▸ **Study text**
○ ○ ○

Introduction: Quantitative waveform measures are a surrogate of the acute physiological status of the myocardium and predict survival following ventricular fibrillation out-of-hospital cardiac arrest (OHCA). We investigated whether the amplitude spectrum area (AMSA) waveform measure mediates the adverse relationship between increasing burden of chronic health conditions and lower likelihood of survival.
Methods: We performed a cohort investigation of persons > = 18 years who suffered ventricular fibrillation OHCA between 2008-2015 in a metropolitan emergency medical service (EMS) system. The count of chronic health conditions was determined using the Charlson Comorbidity Index (CCI). AMSA was calculated just prior to the initial shock. We used multivariable logistic regression to assess the relationship between CCI and survival-to-discharge in models first without and then with AMSA to determine the extent to which AMSA attenuated the CCI-survival association.

○ ○ ○

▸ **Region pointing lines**

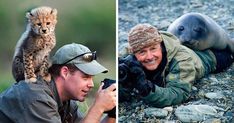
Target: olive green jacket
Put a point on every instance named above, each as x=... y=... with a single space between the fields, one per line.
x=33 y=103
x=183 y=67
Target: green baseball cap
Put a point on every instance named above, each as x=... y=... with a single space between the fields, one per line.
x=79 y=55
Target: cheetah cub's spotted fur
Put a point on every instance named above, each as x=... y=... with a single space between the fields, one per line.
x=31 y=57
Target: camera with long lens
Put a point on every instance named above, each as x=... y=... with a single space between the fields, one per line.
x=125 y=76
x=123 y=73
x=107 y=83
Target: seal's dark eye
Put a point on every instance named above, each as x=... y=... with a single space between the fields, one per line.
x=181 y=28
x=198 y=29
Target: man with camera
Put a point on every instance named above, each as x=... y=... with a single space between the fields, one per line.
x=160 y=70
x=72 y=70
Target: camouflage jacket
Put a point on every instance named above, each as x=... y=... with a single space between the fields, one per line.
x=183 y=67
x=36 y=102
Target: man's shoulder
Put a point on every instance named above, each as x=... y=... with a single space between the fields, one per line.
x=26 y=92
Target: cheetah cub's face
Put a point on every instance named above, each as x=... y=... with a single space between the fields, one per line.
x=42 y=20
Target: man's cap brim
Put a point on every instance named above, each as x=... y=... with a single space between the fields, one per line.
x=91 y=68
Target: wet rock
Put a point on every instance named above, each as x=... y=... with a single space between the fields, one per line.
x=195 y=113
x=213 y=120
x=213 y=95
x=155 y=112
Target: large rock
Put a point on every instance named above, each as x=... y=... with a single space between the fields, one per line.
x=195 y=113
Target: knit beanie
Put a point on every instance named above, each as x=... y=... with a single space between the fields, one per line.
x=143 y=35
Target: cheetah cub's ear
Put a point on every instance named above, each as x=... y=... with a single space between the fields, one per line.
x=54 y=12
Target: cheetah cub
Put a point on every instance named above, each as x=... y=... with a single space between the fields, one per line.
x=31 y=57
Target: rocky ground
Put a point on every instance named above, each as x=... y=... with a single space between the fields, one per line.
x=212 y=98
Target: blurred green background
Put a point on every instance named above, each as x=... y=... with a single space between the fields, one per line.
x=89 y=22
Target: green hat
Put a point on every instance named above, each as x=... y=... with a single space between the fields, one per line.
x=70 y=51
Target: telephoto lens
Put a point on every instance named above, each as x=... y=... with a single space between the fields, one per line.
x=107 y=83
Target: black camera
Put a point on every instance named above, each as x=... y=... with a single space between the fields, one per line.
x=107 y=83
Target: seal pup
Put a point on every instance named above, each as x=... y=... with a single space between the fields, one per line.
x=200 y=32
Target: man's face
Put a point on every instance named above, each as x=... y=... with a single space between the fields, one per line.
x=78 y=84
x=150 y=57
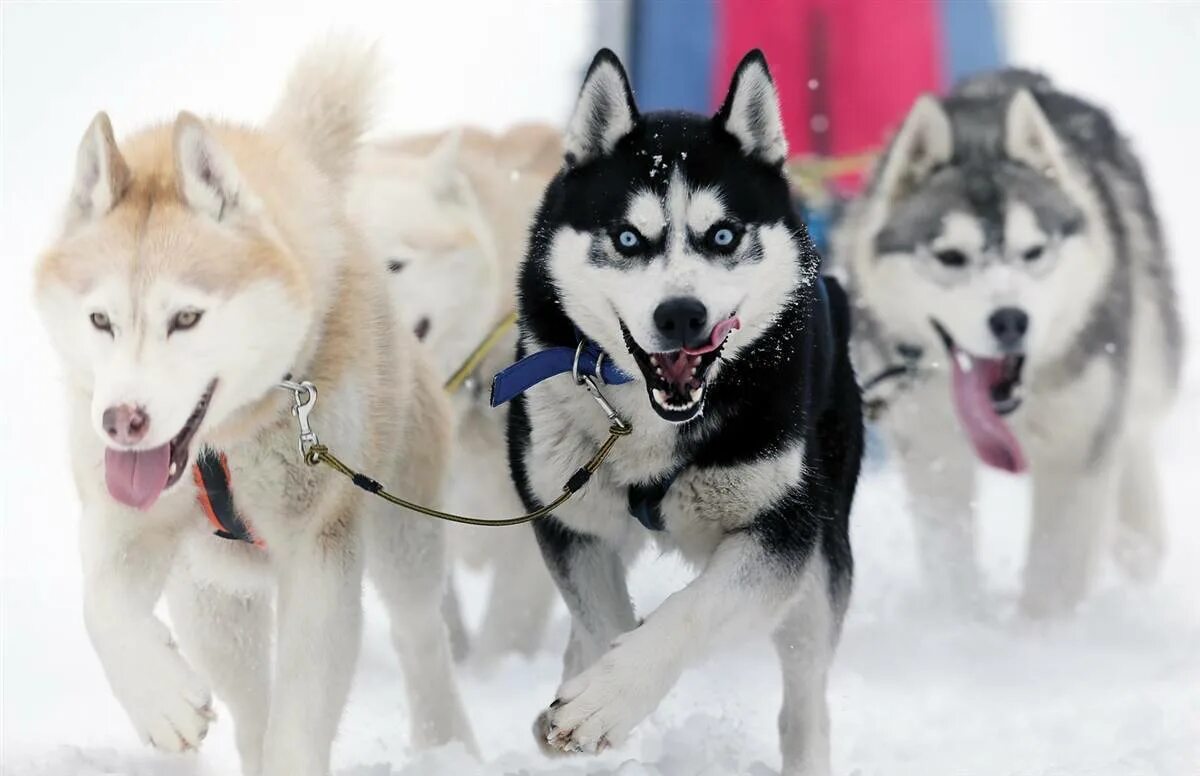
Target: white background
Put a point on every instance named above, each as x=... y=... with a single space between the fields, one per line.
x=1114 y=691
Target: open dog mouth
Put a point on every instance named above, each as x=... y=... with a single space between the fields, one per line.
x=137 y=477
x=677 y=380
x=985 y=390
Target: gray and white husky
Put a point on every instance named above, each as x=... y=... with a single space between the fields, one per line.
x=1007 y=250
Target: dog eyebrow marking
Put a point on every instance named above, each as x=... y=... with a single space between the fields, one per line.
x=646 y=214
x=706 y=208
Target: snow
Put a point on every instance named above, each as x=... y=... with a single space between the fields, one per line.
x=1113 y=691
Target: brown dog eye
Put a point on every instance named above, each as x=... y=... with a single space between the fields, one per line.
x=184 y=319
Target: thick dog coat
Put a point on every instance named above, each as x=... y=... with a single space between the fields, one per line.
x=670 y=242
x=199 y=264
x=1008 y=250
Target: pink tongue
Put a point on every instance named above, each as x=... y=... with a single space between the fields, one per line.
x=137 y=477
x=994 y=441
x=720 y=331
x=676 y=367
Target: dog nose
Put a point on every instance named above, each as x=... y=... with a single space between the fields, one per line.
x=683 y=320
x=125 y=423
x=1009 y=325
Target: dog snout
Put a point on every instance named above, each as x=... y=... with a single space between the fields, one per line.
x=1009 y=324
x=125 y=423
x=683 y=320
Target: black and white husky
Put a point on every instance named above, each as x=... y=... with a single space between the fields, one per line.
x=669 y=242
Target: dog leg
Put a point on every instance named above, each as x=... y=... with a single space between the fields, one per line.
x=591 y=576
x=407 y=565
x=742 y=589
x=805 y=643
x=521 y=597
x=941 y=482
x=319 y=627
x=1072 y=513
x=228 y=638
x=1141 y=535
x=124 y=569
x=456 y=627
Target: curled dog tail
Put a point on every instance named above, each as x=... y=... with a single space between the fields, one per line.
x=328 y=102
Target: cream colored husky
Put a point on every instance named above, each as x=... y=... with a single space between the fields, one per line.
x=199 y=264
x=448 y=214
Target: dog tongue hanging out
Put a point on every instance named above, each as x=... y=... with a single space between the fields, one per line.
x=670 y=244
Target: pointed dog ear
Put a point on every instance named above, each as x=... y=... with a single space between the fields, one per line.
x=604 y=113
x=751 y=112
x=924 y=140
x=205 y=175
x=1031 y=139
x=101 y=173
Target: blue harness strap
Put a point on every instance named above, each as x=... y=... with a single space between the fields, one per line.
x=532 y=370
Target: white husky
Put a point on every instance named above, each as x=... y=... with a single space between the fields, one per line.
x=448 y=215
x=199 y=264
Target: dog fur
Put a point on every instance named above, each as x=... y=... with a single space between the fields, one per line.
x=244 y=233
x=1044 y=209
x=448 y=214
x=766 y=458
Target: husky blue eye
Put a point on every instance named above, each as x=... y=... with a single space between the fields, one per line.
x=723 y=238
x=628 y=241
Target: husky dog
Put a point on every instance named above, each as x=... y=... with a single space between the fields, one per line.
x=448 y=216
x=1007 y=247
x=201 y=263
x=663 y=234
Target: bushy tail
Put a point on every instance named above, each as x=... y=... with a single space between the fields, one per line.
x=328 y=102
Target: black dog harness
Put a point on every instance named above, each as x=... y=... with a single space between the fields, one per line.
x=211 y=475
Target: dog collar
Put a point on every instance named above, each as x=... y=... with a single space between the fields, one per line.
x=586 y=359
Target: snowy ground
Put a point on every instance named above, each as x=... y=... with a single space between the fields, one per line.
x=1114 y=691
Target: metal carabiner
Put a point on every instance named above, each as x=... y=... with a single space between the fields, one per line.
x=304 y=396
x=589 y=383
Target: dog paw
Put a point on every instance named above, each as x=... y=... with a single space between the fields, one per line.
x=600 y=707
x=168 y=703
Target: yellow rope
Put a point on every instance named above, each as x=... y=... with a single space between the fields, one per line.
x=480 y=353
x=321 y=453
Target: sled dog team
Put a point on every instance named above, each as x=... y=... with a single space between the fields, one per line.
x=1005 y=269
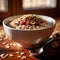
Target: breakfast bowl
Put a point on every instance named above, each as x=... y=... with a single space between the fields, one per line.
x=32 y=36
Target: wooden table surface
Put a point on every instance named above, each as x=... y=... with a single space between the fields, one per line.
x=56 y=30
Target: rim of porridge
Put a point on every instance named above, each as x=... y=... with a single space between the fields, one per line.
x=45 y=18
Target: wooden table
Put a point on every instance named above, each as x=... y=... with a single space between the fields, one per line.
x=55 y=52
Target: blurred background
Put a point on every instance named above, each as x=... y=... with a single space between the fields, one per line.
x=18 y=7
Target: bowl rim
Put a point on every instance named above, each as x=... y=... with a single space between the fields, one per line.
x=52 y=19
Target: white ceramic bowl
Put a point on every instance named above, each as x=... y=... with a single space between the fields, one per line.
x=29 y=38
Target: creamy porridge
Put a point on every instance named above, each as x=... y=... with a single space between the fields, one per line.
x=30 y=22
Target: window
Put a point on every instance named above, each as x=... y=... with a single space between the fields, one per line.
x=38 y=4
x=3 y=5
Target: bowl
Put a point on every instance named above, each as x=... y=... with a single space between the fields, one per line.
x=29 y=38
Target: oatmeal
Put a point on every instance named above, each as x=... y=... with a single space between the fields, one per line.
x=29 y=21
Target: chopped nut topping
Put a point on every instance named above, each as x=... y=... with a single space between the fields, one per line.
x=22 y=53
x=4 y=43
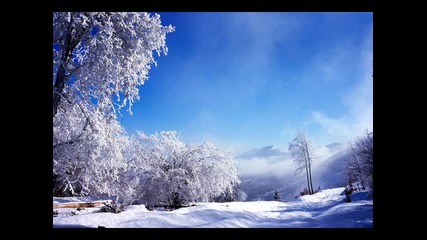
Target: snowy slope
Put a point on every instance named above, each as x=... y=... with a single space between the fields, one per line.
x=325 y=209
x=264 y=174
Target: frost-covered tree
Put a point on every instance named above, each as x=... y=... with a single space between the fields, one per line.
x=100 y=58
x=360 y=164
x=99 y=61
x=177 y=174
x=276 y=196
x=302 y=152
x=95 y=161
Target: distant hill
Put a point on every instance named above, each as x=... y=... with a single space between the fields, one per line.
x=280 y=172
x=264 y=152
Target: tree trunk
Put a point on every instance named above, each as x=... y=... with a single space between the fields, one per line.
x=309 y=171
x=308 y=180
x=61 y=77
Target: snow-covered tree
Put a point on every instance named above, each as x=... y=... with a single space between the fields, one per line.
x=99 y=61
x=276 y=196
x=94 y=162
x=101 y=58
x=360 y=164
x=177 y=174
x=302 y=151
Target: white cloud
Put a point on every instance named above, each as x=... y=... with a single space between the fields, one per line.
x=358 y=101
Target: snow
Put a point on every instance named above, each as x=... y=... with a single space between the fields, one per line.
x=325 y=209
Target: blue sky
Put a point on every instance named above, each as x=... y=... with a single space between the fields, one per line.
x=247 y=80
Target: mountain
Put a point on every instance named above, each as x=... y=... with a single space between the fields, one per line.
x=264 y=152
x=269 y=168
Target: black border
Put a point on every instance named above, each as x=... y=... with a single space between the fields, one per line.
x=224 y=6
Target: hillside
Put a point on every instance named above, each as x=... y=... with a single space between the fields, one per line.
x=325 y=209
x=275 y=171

○ ○ ○

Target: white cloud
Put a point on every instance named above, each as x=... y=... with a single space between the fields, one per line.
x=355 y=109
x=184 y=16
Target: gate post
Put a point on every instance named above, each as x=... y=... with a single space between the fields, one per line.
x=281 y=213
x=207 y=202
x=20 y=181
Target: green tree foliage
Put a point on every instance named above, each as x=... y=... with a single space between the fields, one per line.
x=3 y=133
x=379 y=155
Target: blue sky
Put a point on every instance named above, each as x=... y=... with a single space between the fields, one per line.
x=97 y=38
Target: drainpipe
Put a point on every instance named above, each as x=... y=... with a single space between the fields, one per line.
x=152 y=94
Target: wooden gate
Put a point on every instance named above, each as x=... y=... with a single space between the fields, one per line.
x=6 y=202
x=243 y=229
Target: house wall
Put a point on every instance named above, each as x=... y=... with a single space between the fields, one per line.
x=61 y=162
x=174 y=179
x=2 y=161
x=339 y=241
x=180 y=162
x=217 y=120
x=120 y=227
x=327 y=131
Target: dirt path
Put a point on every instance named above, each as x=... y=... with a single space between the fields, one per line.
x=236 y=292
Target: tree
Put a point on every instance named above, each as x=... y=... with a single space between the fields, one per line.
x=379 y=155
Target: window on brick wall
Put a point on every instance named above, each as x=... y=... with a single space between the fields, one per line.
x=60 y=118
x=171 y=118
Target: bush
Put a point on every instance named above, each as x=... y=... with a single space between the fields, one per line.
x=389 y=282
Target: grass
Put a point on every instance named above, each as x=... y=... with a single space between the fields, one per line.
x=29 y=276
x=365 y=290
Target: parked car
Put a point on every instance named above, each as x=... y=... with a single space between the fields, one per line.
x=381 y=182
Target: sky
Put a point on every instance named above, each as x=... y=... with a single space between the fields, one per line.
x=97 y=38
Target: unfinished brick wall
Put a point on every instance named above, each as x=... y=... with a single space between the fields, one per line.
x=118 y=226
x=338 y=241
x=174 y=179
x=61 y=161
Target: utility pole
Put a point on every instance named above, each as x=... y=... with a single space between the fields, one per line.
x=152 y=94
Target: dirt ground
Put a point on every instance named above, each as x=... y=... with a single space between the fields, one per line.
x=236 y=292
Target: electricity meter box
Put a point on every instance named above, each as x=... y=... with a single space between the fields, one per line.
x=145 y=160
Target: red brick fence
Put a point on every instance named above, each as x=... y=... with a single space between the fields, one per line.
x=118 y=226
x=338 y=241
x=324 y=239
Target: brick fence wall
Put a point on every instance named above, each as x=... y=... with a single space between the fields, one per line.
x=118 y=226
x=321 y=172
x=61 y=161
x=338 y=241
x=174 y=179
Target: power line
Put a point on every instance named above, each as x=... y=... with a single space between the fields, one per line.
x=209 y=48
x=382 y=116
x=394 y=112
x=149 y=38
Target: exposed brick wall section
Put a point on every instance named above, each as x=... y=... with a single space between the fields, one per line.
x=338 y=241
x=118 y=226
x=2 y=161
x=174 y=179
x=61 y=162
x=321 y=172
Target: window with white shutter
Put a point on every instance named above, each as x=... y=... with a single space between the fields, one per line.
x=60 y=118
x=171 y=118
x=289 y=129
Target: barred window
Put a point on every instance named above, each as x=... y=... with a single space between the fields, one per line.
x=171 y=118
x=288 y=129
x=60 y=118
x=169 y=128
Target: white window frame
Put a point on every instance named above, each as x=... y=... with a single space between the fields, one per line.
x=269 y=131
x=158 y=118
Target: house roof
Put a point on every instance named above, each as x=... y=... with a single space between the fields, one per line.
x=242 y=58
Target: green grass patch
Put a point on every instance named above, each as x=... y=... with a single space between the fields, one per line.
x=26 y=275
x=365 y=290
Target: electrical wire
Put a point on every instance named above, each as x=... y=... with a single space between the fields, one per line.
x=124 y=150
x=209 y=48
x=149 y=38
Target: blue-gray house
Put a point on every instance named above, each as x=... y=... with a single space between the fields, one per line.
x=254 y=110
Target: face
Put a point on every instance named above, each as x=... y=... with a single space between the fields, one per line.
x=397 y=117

○ ○ ○

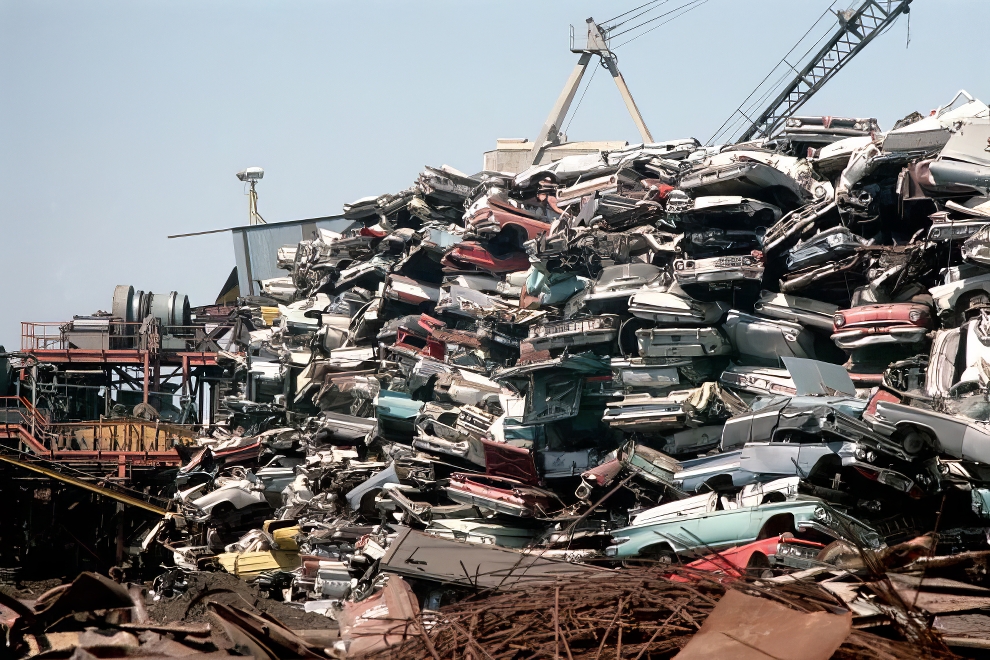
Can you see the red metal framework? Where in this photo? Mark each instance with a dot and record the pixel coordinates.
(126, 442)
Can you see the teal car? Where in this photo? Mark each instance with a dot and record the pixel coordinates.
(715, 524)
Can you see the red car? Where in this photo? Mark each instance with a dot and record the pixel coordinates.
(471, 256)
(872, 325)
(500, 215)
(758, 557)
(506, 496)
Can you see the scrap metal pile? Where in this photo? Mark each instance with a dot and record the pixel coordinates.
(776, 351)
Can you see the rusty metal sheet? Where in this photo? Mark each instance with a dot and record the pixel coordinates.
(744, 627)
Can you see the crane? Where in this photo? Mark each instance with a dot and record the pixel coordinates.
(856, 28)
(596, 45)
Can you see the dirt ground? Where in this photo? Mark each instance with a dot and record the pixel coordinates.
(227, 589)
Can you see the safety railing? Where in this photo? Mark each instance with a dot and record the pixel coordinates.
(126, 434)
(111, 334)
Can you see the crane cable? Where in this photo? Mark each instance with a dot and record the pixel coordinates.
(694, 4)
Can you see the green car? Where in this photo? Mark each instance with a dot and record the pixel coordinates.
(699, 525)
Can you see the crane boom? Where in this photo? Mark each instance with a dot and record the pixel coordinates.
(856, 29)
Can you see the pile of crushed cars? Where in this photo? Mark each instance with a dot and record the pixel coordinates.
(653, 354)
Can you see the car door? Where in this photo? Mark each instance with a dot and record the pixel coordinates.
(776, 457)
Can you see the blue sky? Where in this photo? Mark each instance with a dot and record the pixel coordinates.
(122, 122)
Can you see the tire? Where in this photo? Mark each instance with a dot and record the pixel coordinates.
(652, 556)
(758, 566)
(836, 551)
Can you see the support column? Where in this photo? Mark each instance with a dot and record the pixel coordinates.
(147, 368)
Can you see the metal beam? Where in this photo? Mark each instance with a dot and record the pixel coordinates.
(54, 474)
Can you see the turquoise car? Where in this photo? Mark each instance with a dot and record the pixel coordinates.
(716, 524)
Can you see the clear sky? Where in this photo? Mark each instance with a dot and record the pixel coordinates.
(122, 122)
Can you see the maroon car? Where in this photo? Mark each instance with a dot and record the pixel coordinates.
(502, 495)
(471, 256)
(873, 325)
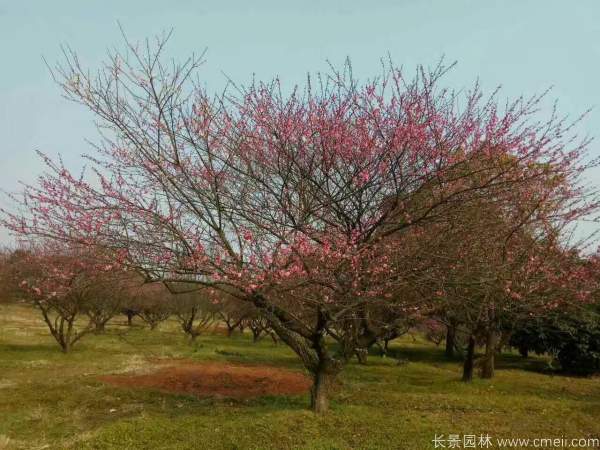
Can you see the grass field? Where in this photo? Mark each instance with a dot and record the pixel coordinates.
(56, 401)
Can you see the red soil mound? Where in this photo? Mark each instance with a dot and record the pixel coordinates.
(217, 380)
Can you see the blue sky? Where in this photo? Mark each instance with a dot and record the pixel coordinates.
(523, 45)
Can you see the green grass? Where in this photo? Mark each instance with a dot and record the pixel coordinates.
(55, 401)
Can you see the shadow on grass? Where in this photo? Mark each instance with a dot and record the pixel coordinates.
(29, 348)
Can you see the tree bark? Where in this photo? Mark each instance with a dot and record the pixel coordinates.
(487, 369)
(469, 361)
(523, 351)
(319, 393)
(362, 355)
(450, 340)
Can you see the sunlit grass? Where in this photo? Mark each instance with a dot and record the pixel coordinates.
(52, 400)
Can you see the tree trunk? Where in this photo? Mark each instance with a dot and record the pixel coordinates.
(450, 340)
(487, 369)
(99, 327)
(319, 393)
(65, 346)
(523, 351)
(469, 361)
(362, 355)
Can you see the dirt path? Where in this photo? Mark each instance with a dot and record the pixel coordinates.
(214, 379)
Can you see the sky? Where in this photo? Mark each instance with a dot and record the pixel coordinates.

○ ○ ○

▸ **Exercise details**
Write what comes next in the abstract on chronic health conditions and survival after ventricular fibrillation cardiac arrest, starting after its last sentence.

▸ **Result of this exercise**
Results: Of the 716 eligible patients, 422/716 (59%) had at least one chronic health condition; 21.8% with one, 19.6% with two, 10.3% with 3, and 7.3% with ≥4. Survival-to-discharge was 45% (324/716). In the multivariable model adjusted for traditional Utstein characteristics, increasing CCI was associated with lower odds of survival (Odds ratio (OR) (95% confidence interval] = 0.82 [0.72, 0.93] for each additional chronic health condition). The addition of AMSA to the model only modestly attenuated the CCI-survival association (OR = 0.85 [0.74,0.98]).
Conclusion: The waveform measure AMSA - a surrogate for the physiological status of the myocardium - mediated only a modest portion of the association between increasing burden of chronic health conditions and lower likelihood of survival following ventricular fibrillation OHCA.